Enunciado |
Indique se cada afirmação a seguir está de acordo com o trecho sobre a quarta lição, respondendo sim ou não e citando literalmente as palavras do trecho que decidem. (a) Lassalle procurava formar alianças com o Estado de Bismark. (b) Nas crises econômicas, todos os grupos são atingidos da mesma maneira. (c) Marx previa uma queda dos preços na França.

Trecho |
Quarta Lição: capacidade tática em identificar os aliados

A ação autônoma e independente das forças de esquerda e dos trabalhadores é condição incontornável nos conflitos de classe em sentido abrangente. Um dos pontos de discordância política entre Marx e Lassalle estava na busca do último pela conformação de alianças com o Estado (e o governo) de Bismark; no marxismo clássico, a compreensão de que a libertação da classe operária será realizada pela própria classe operária é um princípio indiscutível. Ainda assim, nas disputas sociais diárias exige-se que a esquerda (radical, revolucionária) tenha a capacidade tática de identificar quem são seus aliados de ocasião — na imediatidade da ação prática disruptiva. Com efeito, nas crises econômicas, nos momentos de indecisão política, há grupos que serão mais afligidos que outros; esses, invariavelmente, são aqueles constituídos pelo povo miserável no geral e pelos setores médios baixos. No artigo “A crise econômica na França”, Marx comenta que não só os “trabalhadores [já] desempregados” serão os mais prejudicados, como haveria um “agravamento da pobreza da parte [média] dos consumidores” com a redução drástica da renda e a “não diminuição dos preços, bem como perdas para a “população agrícola da França”, uma vez que o comércio de grãos seria profundamente afetado. A questão tática, as articulações para as querelas contingentes de interesse da maioria dos de baixo (seus grupos, setores, “representantes”, conjunto de bairros, trabalhadores e trabalhadoras de áreas específicas), em certos quadros conjunturais de curta e média duração, apresenta à esquerda uma tarefa de relevância considerável.

Dados registrados |
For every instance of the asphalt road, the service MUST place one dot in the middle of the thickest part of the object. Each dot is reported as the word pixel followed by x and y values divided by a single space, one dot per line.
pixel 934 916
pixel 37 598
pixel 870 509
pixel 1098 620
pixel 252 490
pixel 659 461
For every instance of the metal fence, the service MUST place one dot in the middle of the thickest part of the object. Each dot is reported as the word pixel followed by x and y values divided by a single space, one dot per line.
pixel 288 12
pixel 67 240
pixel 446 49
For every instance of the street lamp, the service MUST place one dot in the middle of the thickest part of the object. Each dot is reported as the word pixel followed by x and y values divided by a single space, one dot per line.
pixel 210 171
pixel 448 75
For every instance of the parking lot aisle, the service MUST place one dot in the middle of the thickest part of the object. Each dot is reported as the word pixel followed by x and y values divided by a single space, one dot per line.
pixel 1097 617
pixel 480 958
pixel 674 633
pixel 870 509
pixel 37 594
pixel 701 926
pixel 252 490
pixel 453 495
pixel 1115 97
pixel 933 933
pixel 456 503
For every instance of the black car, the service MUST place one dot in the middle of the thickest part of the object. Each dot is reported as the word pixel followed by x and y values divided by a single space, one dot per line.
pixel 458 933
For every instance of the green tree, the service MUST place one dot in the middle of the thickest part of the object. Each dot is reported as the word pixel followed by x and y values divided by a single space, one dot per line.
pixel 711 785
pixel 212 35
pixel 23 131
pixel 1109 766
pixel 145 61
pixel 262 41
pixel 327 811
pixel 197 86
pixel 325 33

---

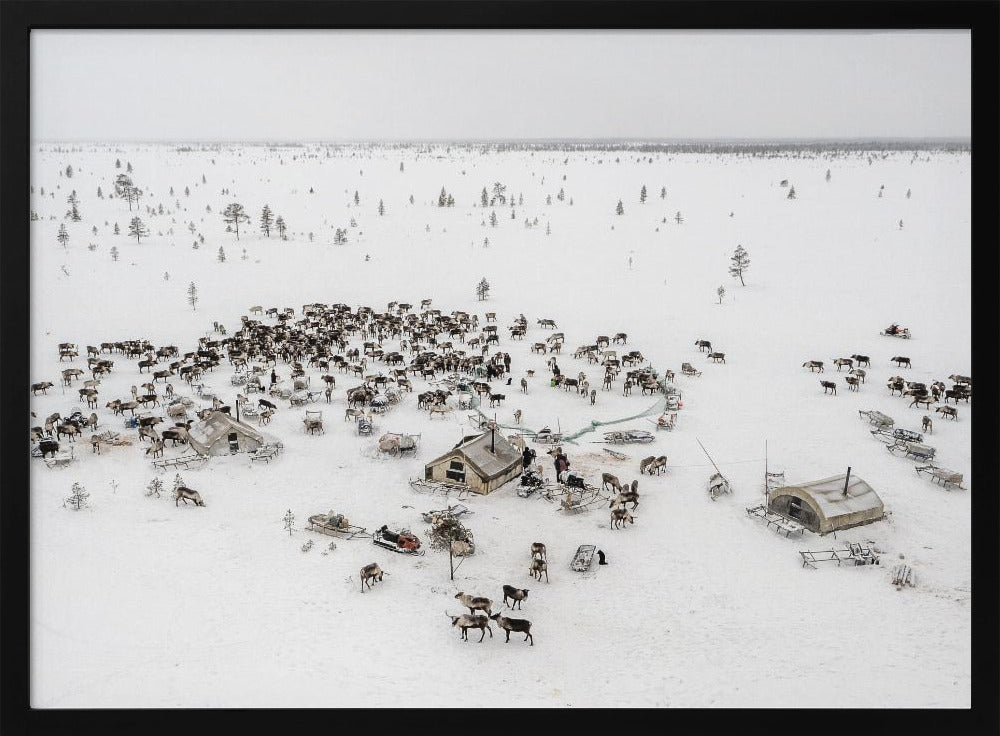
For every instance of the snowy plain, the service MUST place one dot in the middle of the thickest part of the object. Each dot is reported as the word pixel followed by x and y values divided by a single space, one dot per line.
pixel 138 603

Resposta |
(a) Sim: "na busca do último pela conformação de alianças com o Estado (e o governo) de Bismark".
(b) Não: "há grupos que serão mais afligidos que outros".
(c) Não: "não diminuição dos preços".